**ZU ERLEDIGEN:**
1. Zitiere aus dem Text über die Verluste bei Koinachwuchs den Abschnitt, der bei „Bis heute abend“ anfängt und bei „Tag gestorben sind.“ aufhört.
2. Schreib die Forendiskussion über die gestorbenen Koi weiter, direkt nach ihrem letzten Satz.

**** AUSGANGSTEXT

Bis heute abend scheint alles in Ordnung zu sein. Die anderen Kois düsen im Schwarm durch den Teich und fressen.
Ich bin etwas in Sorge weil zwei Kois plötzlich an einem Tag gestorben sind.

Hatte die Teorie, dass der Züchter spezielles Zuchtfutter verwendet, das im Darm aufquillt, sodass er sich ausdehnt und die Kois dadurch schneller wachsen. Und die zwei verstorbenen Kois haben es etwas mit dem Futter übertrieben und zuviel davon genascht.


----------



## Joerg (4. Mai 2011)

*AW: Verluste bei Koinachwuchs*

Hallo Artur,
zum einsetzen der kleinen ist es noch zu früh (zu kalt), die kommen wahrscheinlich aus einer warmen IH und sind die tiefen Temperaturen nicht gewohnt. Sollten über 15° sein.
Sie sind doch noch Babys und relativ empfindlich. Auch die anderen Parameter wie Wasserwerte und andere Bakterien müssen verkraftet werden, 2 sind da recht wenig.

Die natürlichen Verluste liegen bei 30-50%, wenn man schnell genug die Größen trennt, ansonsten 90% und drüber - so ist die Natur. Es sollen ja nur die stärksten überleben.

********
**** ROHDATEN

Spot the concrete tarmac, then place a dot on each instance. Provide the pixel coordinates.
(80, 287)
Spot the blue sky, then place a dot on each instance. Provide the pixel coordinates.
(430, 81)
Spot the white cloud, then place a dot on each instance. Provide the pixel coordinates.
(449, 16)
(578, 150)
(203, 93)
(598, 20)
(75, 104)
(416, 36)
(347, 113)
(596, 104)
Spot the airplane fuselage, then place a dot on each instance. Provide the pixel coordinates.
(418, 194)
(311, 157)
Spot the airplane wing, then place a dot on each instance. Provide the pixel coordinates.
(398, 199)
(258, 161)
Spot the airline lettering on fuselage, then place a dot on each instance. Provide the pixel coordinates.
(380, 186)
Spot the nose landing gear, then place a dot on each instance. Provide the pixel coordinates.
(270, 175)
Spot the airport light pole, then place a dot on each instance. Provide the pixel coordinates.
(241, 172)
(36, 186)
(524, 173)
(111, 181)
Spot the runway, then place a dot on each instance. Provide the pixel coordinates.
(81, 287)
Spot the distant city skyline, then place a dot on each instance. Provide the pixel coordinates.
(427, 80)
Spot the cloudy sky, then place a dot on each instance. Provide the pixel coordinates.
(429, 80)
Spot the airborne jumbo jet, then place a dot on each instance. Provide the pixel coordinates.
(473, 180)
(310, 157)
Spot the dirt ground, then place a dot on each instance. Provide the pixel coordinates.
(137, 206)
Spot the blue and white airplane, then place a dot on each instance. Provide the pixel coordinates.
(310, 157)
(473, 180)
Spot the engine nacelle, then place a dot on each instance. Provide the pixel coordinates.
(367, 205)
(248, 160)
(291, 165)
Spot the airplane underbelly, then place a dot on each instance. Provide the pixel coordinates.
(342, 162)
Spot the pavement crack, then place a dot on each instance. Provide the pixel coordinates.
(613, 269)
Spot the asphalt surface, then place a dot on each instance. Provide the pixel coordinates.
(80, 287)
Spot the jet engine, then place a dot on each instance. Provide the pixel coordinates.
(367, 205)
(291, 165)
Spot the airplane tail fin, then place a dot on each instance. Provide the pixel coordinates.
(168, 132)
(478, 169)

********

**ERWARTETE ANTWORTEN:**
1.
Bis heute abend scheint alles in Ordnung zu sein. Die anderen Kois düsen im Schwarm durch den Teich und fressen.
Ich bin etwas in Sorge weil zwei Kois plötzlich an einem Tag gestorben sind.

2.
Deine kleinen wären nicht unter ihnen gewesen, da sie in der Natur zu klein zum überleben sind. Nur eine intensive Pflege lässt sie am Leben.
Bei meinen Nachzuchten gibt es einen Benjamin, der besonders gehegt wurde. Die kräftigen (in der Natur zum überleben geboren) haben teilweise deutlich über 30cm.

Der Händler verkauft also die künstlich am Leben gehaltenen zu kleinen, damit Kunden auch günstige Koi kaufen können. In Japan hätten sie alle eine Auslese nicht überstanden, da dort strenger selektiert wird.

Von dem Futter halte ich nicht besonders viel. Gutes Futter braucht keinen roten Farbstoff und quillt auch wenig auf. Achte auf die Inhaltsstoffe, die kleinen brauchen erst mal mind. 50% RP und viel Fett. Für die kleinen gibt es Brutfutter, was normalerweise auch sinkt, da der Boden der natürliche Aufnahmeplatz für Futter ist.

Ein Rat für den nächsten Kauf. Nehme lieber 10 etwas größere, dann hast du deutlich mehr davon. Die kleinen werden nie große Koi werden.

Grüße
Jörg


----------



## Vera44 (4. Mai 2011)

*AW: Verluste bei Koinachwuchs*

Hallo!

Ich kann Jörg nur zustimmen. Ich denke auch, das ist der bessere Weg!


----------



## Artur (5. Mai 2011)

*AW: Verluste bei Koinachwuchs*

Vielen Dank für die Ratschläge.

Heute sind noch alle am Leben und Düsen munter herum. Es scheint, als wären die zwei eines natürlichen Todes gestorben.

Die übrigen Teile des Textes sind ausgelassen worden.